WHAT IS ASKED —
• A. Decide whether each statement agrees with the article on Mamata Banerjee below, answering yes or no and quoting the words of the article that settle it: (i) The event at the Victoria Memorial honored Netaji Subhash Chandra Bose on his 124th birth anniversary. (ii) Bengal Governor Jagdeep Dhankhar was absent from the event. (iii) Ms Banerjee delivered her full speech after the chants.
• B. Carry the article on Mamata Banerjee below forward from its final sentence.

TEXT —
-- Start --

"Don't insult me after calling me here," Mamata Banerjee said
- "This is not a political programme": Mamata Banerjee
- She urged the crowd to display some dignity after Jai Shri Ram chants
- PM Modi and governor Jagdeep Dhankhar were also on stage with her
Bengal Chief Minister Mamata Banerjee erupted in anger at Kolkata's Victoria Memorial on Saturday evening - at an event to honour legendary freedom fighter Netaji Subhash Chandra Bose on his 124th birth anniversary - after she was interrupted with chants of "Jai Shri Ram".
Prime Minister Narendra Modi was on stage for the incident - one of the few times in the recent past she has shared a platform with him. Bengal Governor Jagdeep Dhankhar was also present.
"Don't insult me after calling me here. This is not a political programme. If you invite someone to a government programme, you should not insult them," Ms Banerjee said, cutting short her speech.

-- End --

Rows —
-- Start --

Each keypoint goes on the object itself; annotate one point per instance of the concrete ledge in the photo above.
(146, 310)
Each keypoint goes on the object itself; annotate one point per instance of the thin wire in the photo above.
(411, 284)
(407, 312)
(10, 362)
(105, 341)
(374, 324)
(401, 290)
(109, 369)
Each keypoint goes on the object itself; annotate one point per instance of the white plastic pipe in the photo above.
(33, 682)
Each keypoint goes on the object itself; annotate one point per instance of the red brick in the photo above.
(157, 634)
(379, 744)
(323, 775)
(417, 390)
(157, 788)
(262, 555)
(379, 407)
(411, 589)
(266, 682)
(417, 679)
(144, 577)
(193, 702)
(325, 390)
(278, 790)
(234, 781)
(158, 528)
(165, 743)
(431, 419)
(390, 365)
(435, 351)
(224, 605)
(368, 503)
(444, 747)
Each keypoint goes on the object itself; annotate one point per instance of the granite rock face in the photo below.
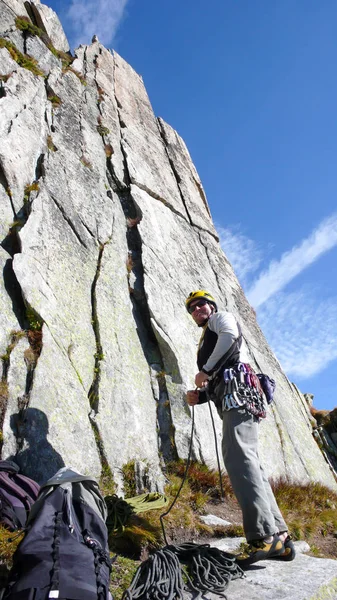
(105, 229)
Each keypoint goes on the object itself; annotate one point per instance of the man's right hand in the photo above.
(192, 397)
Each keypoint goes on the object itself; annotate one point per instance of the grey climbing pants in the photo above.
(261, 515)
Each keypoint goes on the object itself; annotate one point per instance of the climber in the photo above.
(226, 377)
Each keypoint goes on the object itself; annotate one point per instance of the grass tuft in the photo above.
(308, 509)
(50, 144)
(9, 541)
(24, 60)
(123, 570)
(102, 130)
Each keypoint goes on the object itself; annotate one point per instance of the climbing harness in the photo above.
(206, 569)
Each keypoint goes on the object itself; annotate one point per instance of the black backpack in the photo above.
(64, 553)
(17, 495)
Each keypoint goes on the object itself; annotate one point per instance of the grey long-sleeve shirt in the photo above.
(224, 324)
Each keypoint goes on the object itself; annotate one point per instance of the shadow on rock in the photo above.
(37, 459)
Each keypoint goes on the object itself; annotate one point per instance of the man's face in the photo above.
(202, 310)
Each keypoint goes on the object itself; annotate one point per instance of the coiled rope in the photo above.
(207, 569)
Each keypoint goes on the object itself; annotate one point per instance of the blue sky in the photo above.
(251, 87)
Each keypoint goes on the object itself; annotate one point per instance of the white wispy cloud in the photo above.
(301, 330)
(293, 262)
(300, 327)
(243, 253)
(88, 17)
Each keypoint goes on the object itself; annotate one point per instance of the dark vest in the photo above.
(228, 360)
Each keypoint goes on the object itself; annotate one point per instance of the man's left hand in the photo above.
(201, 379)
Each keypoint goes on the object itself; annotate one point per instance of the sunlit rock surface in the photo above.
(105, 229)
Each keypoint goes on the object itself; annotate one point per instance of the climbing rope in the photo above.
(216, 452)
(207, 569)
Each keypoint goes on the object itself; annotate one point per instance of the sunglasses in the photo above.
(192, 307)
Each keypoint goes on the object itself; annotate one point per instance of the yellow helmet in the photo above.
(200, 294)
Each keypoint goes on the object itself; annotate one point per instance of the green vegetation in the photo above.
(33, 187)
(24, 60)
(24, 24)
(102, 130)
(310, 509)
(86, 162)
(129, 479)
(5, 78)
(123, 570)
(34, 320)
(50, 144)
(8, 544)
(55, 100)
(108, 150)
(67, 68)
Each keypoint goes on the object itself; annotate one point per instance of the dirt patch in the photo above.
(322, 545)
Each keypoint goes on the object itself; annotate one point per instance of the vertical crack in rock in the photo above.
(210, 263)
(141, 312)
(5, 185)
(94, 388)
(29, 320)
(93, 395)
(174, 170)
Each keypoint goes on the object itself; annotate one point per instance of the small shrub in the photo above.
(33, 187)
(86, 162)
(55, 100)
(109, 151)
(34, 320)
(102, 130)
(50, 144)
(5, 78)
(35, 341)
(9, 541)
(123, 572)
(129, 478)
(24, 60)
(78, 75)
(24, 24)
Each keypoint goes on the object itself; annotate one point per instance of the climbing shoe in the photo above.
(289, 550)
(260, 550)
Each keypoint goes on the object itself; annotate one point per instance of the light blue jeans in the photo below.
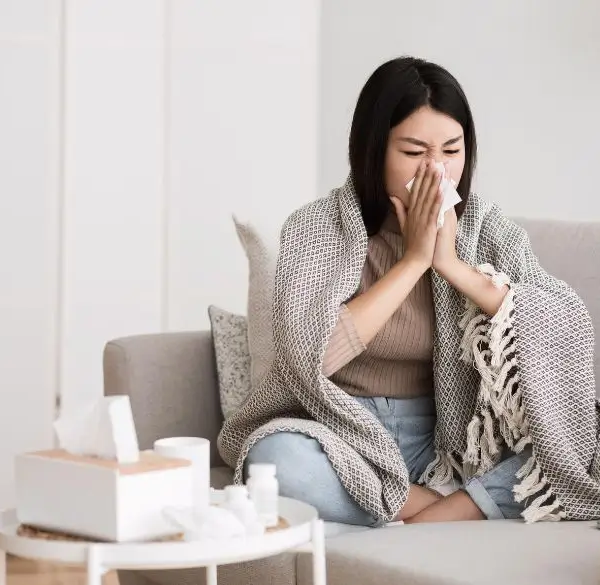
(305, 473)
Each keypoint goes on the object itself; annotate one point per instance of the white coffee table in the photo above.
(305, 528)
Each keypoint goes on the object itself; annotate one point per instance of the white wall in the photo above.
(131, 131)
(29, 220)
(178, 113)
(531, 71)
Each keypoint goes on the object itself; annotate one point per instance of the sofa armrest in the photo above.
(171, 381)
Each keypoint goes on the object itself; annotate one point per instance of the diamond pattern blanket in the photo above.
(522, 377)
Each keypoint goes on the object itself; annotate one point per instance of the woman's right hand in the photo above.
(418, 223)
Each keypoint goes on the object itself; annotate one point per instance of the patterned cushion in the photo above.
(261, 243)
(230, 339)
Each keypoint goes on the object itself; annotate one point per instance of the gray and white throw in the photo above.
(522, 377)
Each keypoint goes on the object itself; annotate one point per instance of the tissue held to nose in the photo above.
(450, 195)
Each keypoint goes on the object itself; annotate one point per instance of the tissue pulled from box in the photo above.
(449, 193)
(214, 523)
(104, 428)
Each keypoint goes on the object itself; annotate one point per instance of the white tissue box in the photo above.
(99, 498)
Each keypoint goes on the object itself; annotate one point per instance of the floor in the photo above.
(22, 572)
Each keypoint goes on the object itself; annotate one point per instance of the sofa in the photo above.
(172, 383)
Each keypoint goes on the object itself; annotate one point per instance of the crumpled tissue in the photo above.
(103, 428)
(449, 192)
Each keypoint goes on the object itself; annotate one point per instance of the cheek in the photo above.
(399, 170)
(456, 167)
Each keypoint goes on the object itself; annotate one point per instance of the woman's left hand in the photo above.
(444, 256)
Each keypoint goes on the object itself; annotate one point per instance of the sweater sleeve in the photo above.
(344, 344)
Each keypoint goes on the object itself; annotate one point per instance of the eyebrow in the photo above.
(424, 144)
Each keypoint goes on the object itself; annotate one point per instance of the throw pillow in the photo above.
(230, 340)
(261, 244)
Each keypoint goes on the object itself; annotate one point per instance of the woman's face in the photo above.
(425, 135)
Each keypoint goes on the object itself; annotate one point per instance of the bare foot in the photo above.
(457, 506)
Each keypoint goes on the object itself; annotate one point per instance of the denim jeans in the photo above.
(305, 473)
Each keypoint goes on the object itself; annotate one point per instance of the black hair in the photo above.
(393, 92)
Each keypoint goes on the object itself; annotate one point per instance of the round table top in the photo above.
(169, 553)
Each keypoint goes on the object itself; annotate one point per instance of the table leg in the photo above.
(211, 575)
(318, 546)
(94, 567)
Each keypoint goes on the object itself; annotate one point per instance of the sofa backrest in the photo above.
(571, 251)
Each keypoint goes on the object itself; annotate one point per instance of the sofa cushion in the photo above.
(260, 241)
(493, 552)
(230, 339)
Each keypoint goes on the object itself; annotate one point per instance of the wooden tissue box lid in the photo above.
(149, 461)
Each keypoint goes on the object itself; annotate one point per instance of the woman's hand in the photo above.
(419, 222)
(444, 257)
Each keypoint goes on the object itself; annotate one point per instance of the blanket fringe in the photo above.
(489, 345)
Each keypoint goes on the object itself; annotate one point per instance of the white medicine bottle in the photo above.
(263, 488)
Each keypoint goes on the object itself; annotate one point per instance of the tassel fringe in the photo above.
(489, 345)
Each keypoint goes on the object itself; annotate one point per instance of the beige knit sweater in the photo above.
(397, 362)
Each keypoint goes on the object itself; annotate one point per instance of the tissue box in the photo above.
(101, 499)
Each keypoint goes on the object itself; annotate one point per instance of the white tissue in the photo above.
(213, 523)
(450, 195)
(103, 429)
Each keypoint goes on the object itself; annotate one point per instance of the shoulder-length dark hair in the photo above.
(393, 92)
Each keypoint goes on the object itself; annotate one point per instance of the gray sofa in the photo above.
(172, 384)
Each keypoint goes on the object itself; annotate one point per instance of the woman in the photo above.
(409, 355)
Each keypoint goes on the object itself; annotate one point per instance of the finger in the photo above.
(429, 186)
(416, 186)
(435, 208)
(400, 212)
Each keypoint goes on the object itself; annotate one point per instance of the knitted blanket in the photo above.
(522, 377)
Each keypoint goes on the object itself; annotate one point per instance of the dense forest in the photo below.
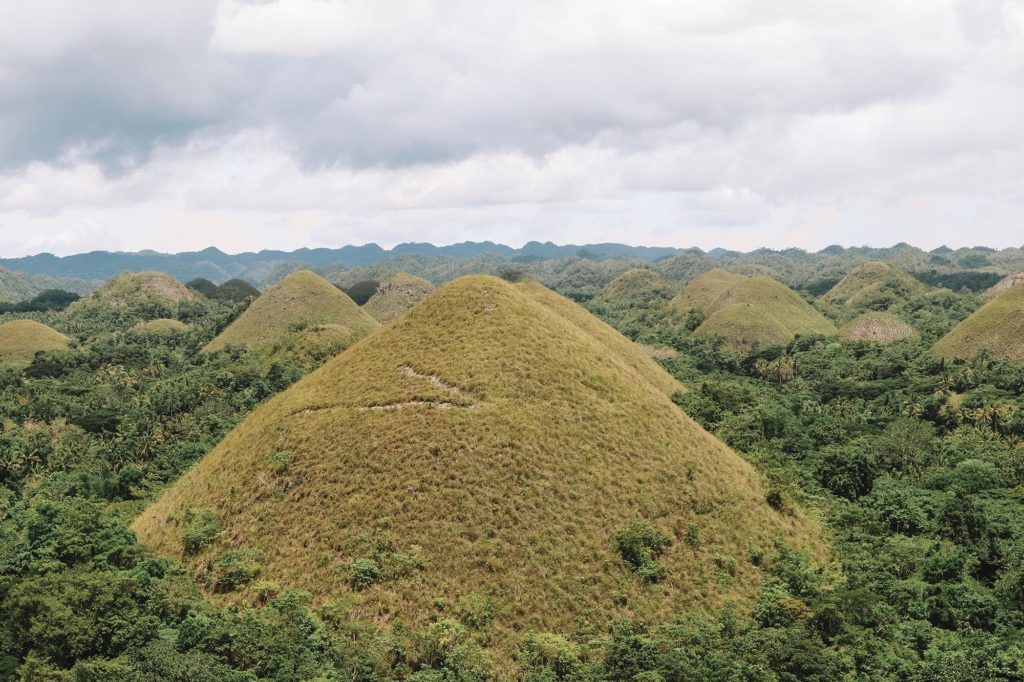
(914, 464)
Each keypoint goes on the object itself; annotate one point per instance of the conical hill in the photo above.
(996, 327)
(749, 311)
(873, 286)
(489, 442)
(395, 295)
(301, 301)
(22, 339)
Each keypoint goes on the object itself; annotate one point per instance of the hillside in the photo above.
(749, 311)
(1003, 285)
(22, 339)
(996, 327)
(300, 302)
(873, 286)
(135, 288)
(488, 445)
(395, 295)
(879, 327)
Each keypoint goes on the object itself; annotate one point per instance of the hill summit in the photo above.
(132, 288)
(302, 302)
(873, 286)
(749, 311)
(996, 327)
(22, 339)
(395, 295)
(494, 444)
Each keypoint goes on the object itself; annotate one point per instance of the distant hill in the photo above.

-- End --

ANSWERS FOR THIS EXERCISE —
• A.
(i) Yes: "at an event to honour legendary freedom fighter Netaji Subhash Chandra Bose on his 124th birth anniversary"
(ii) No: "Bengal Governor Jagdeep Dhankhar was also present."
(iii) No: "Ms Banerjee said, cutting short her speech."

• B.
Visuals showed the crowd shouting moments before Ms Banerjee spoke, forcing the organisers to repeatedly call for calm. When she finally got to speak a visibly upset Ms Banerjee urged the crowd to display some dignity and thanked the PM for attending the event.
A seemingly unperturbed Prime Minister Modi spoke shortly afterwards and began by referring to the Chief Minister as "behen (sister) Mamata". As he spoke, chants of "Bharat Mata Ki Jai" were heard, but those of "Jai Shri Ram" seemed conspicuous by their absence.
PM Modi, governor Jagdeep Dhankhar and Chief Minister Mamata Banerjee
With Assembly elections now only a few months away, the scenes at the famed Victoria Memorial quickly invited retorts and counter-retorts from members of the two parties.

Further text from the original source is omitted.